Reading text:
[start]

Regard to be had to certain matters in determining remuneration of staff.

27.—Without prejudice to the requirements of sections 26 (7) and 51 the Company, in determining the remuneration or allowances for expenses to be paid to members of its staff or the other terms or conditions subject to which such members hold or are to hold their employment, shall have regard to Government or nationally agreed guidelines which are for the time being extant or to Government policy concerning remuneration and conditions of employment which is so extant and, in addition to the foregoing, the Company shall comply with any directives with regard to such remuneration, allowances, terms or conditions which the Minister may give to the Company with the consent of the Minister for Finance.

Superannuation of whole-time directors.

28.—(1) The Company may, with the consent of the Minister and the concurrence of the Minister for Finance, make a scheme or schemes for the granting of superannuation benefits to or in respect of whole-time directors.

(2) A scheme under subsection (1) shall provide for—

(a) the appointment by the Company of trustees of the scheme,

(b) the time and conditions of retirement for all persons to or in respect of whom superannuation benefits are payable under the scheme, including different times and conditions in respect of different classes of persons,

(c) the establishment of a fund administered by the trustees of the scheme from which the superannuation benefits payable under the scheme shall be paid and the vesting of the fund in the trustees of the scheme,

(d) the payment of contributions to the fund by the Company and by the directors to whom the scheme applies,

(e) the payment by the Company of the expenses of the management and administration of the scheme (including the fund),

(f) the management of the fund (including the investment of assets of the fund), and the administration of the fund by the trustees of the scheme,

(g) the auditing of the accounts of the fund, and

(h) the procedure for the settlement of any disputes between the trustees of the scheme and persons to whom the scheme applies or persons who apply for membership of the scheme.

(3) The Company may, with the consent of the Minister and the concurrence of the Minister for Finance, make a scheme amending or revoking a scheme under this section including a scheme under this subsection, but a scheme amending a scheme under this section shall be such that provisions giving effect to subsections (1) and (2) continue to be contained in one or more of the schemes under this section and a scheme under this section shall not be revoked unless such provisions as aforesaid continue to be in force after the revocation.

(4) No superannuation benefit shall be granted by the Company on the resignation, retirement or death of a director otherwise than in accordance with a scheme or schemes under this section.

[end]

Description of the task:
In the statute text above, please state whose concurrence the Company needs to make a superannuation scheme for whole-time directors.

[Point labeling data based on photos]
[start]

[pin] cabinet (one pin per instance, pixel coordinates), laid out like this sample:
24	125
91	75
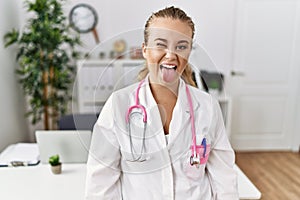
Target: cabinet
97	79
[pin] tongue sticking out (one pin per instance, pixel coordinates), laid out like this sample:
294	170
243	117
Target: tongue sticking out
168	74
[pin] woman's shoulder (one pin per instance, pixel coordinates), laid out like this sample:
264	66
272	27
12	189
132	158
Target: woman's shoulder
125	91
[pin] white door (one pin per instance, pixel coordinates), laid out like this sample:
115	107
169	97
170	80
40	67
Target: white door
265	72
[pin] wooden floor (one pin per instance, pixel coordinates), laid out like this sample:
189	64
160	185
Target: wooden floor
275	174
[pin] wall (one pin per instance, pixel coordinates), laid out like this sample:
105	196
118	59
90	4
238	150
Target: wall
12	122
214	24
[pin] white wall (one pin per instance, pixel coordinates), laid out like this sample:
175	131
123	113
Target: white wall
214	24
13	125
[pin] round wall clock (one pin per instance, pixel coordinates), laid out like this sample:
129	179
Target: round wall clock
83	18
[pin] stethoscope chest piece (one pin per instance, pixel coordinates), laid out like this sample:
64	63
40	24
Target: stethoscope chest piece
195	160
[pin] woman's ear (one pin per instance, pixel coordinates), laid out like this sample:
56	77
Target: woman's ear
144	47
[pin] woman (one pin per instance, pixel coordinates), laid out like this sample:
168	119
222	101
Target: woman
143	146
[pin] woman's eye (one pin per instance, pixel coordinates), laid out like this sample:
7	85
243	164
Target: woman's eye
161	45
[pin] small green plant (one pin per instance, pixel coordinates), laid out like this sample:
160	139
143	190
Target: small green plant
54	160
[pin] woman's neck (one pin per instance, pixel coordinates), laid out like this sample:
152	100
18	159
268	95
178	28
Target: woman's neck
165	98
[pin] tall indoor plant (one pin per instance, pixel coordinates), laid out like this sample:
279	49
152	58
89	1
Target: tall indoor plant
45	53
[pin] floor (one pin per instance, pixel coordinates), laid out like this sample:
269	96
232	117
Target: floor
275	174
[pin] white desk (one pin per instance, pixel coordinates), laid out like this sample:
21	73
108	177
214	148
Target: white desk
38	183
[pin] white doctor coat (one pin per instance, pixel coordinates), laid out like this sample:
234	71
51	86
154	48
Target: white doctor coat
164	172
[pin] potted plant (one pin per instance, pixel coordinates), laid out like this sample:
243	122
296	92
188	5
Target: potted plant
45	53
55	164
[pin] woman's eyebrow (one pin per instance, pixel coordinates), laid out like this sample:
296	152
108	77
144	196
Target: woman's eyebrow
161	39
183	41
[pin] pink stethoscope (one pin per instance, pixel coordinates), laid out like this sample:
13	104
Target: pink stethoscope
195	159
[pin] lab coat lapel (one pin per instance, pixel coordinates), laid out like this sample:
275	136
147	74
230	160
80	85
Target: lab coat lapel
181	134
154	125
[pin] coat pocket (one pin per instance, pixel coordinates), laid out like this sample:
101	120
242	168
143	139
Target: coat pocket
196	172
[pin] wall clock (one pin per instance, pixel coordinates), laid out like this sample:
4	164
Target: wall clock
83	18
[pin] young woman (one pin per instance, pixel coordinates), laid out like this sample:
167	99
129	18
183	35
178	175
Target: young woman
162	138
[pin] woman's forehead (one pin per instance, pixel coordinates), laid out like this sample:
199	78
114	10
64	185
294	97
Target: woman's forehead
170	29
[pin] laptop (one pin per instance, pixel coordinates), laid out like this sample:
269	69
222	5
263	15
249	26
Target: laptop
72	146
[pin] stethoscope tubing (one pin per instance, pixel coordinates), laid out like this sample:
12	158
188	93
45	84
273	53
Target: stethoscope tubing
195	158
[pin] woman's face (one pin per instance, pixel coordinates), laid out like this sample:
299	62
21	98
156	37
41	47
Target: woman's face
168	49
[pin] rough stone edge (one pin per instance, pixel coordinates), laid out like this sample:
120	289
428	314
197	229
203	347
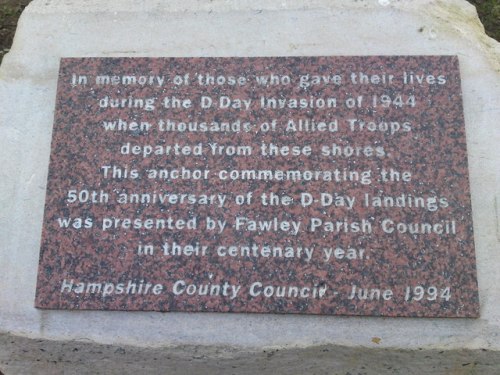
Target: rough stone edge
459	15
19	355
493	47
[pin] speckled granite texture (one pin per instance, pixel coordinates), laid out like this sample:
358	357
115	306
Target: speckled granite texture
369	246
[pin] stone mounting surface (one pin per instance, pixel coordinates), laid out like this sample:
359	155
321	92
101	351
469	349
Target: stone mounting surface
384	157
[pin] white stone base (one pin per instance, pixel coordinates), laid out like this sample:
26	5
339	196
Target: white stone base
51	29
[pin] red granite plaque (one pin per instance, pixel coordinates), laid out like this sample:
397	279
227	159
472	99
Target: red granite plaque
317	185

[end]

Exercise solution:
The Minister for Finance.